WHAT YOU NEED TO DO
List each line in the listing below that contains the word "screen". Case counts.

+===+

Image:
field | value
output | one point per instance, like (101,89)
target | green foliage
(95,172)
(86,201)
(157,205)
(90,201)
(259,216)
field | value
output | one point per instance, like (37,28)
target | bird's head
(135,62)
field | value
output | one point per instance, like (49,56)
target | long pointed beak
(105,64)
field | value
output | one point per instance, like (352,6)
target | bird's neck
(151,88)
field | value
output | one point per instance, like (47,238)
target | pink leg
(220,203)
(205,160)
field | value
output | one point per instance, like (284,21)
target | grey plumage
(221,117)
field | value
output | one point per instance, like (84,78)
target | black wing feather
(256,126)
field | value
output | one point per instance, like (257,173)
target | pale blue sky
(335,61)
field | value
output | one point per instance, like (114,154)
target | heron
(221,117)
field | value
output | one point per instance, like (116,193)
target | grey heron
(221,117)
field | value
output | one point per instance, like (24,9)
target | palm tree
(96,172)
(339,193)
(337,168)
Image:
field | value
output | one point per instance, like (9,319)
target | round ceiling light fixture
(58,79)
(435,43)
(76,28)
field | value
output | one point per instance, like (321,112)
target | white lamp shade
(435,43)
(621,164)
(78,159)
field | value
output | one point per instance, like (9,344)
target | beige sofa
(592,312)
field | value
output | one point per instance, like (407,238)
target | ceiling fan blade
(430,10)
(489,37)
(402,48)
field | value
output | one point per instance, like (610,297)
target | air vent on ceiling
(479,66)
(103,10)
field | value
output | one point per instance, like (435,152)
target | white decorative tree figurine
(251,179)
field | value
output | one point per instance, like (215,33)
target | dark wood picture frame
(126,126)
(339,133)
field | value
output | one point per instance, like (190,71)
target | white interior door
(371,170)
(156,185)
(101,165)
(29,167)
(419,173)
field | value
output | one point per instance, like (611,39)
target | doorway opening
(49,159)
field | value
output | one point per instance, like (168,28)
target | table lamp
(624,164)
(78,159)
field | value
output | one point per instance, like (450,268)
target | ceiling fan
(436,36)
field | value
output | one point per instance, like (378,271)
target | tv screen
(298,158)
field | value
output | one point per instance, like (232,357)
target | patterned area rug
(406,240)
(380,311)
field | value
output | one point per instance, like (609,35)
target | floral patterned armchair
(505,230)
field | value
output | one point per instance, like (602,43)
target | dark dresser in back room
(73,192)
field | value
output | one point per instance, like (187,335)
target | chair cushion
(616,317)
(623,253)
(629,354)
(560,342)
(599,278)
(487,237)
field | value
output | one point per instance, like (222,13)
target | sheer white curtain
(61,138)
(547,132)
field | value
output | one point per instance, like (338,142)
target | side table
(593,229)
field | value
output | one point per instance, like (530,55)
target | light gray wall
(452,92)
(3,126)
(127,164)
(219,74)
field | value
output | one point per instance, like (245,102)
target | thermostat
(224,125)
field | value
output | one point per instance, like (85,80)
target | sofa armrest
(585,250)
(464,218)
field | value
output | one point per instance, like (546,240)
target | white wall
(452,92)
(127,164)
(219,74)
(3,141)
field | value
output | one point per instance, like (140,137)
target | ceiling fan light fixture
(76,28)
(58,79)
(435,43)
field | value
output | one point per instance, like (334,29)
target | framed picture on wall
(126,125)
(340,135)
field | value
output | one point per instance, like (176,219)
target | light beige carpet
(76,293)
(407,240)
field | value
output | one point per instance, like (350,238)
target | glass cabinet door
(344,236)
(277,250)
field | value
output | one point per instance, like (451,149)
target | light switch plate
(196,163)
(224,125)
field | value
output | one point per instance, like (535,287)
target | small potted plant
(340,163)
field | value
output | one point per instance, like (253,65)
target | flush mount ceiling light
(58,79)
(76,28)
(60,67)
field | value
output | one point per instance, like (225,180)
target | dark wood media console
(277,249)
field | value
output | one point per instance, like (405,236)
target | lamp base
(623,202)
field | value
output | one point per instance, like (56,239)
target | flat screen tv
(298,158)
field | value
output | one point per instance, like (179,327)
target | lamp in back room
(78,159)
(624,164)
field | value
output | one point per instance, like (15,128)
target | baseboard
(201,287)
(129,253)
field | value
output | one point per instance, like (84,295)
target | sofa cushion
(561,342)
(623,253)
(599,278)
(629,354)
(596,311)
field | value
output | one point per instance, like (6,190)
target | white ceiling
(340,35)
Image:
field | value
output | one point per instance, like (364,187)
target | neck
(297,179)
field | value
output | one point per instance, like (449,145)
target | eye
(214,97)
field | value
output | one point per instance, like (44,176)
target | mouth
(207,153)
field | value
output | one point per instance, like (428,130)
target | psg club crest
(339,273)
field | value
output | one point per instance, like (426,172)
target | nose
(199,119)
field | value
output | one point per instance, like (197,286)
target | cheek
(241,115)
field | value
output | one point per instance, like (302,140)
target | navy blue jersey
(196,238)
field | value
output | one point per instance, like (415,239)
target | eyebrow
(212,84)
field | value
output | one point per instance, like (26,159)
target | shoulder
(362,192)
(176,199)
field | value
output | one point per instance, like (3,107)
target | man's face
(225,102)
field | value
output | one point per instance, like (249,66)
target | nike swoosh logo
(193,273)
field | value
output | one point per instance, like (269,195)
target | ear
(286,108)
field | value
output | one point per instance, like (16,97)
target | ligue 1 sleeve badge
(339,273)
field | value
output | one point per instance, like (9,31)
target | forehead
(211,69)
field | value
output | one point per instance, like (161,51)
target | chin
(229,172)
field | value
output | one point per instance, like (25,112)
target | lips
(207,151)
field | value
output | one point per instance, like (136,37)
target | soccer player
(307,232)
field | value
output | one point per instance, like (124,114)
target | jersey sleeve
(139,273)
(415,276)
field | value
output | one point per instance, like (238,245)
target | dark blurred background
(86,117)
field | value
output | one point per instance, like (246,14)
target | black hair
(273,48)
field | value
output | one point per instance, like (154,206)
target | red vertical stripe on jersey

+===+

FINAL RESULT
target | tv screen
target | flat screen tv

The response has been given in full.